▶ _Texto para leitura_:
- - -

A Proposta de Emenda à Constituição - "PEC Kamikaze" para a oposição por ser a causa da destruição do Orçamento do Estado deste ano - teve, apesar de tudo, amplo apoio no Congresso.
Lula da silva cala-se
Mesmo Lula da Silva foi bastante cauteloso sobre o assunto, assinalando apenas que o efeito das benesses na imagem de Bolsonaro ainda precisa de ser avaliado. É que o ex-presidente também não quer criticar medidas que podem ajudar as franjas mais pobres da população, prejudicando assim o seu eleitorado. Atualmente, cerca de 33 milhões de brasileiros têm dificuldades para comer. Lula preferiu virar-se para outros desacertos de Bolsonaro, como o estímulo à violência, os ataques à democracia ou a banalização das mortes por covid.

- - -

▶ _Dados registados_:
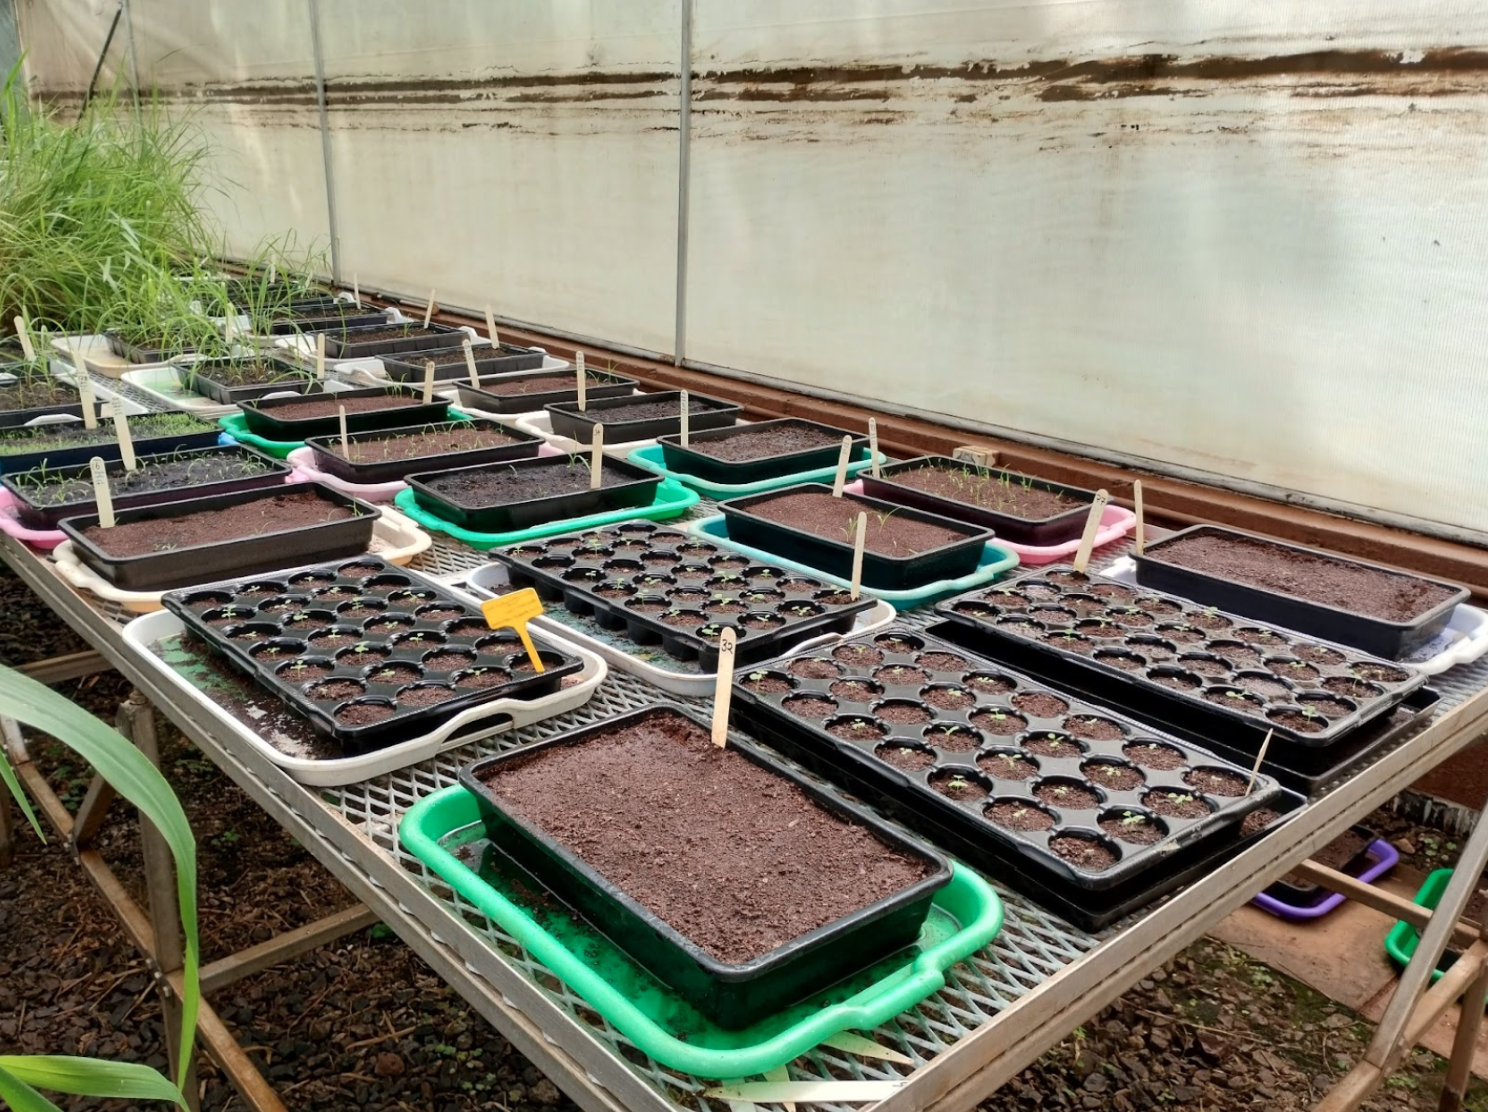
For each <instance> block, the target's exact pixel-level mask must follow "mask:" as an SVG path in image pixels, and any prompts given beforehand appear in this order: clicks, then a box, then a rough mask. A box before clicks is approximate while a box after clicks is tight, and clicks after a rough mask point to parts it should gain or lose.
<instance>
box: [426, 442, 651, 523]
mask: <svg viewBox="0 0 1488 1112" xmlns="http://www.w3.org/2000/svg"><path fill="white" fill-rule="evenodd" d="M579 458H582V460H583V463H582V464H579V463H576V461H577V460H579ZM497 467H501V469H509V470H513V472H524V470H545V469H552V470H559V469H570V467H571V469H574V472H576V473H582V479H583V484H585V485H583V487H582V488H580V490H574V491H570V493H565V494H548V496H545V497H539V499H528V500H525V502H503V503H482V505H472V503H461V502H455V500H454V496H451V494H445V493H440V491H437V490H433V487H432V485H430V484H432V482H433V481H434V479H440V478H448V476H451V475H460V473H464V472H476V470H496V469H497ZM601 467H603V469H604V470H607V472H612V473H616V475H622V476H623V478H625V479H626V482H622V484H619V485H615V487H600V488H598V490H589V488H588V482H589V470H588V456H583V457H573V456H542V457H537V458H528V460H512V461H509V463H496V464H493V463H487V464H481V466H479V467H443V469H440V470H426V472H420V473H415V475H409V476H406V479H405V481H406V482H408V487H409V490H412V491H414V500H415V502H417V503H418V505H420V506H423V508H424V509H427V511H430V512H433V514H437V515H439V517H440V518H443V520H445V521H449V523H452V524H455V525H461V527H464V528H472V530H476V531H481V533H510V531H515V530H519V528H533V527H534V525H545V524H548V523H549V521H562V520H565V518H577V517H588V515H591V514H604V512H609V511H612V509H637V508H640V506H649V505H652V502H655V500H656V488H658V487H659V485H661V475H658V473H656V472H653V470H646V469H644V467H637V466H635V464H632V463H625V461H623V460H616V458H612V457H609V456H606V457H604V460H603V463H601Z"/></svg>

- - -

▶ _Descrição do problema_:
Que trecho do texto para leitura começa em "A Proposta de" e segue até "mortes por covid."? Copie-o tal como está.

▶ _Resposta escrita_:
A Proposta de Emenda à Constituição - "PEC Kamikaze" para a oposição por ser a causa da destruição do Orçamento do Estado deste ano - teve, apesar de tudo, amplo apoio no Congresso.
Lula da silva cala-se
Mesmo Lula da Silva foi bastante cauteloso sobre o assunto, assinalando apenas que o efeito das benesses na imagem de Bolsonaro ainda precisa de ser avaliado. É que o ex-presidente também não quer criticar medidas que podem ajudar as franjas mais pobres da população, prejudicando assim o seu eleitorado. Atualmente, cerca de 33 milhões de brasileiros têm dificuldades para comer. Lula preferiu virar-se para outros desacertos de Bolsonaro, como o estímulo à violência, os ataques à democracia ou a banalização das mortes por covid.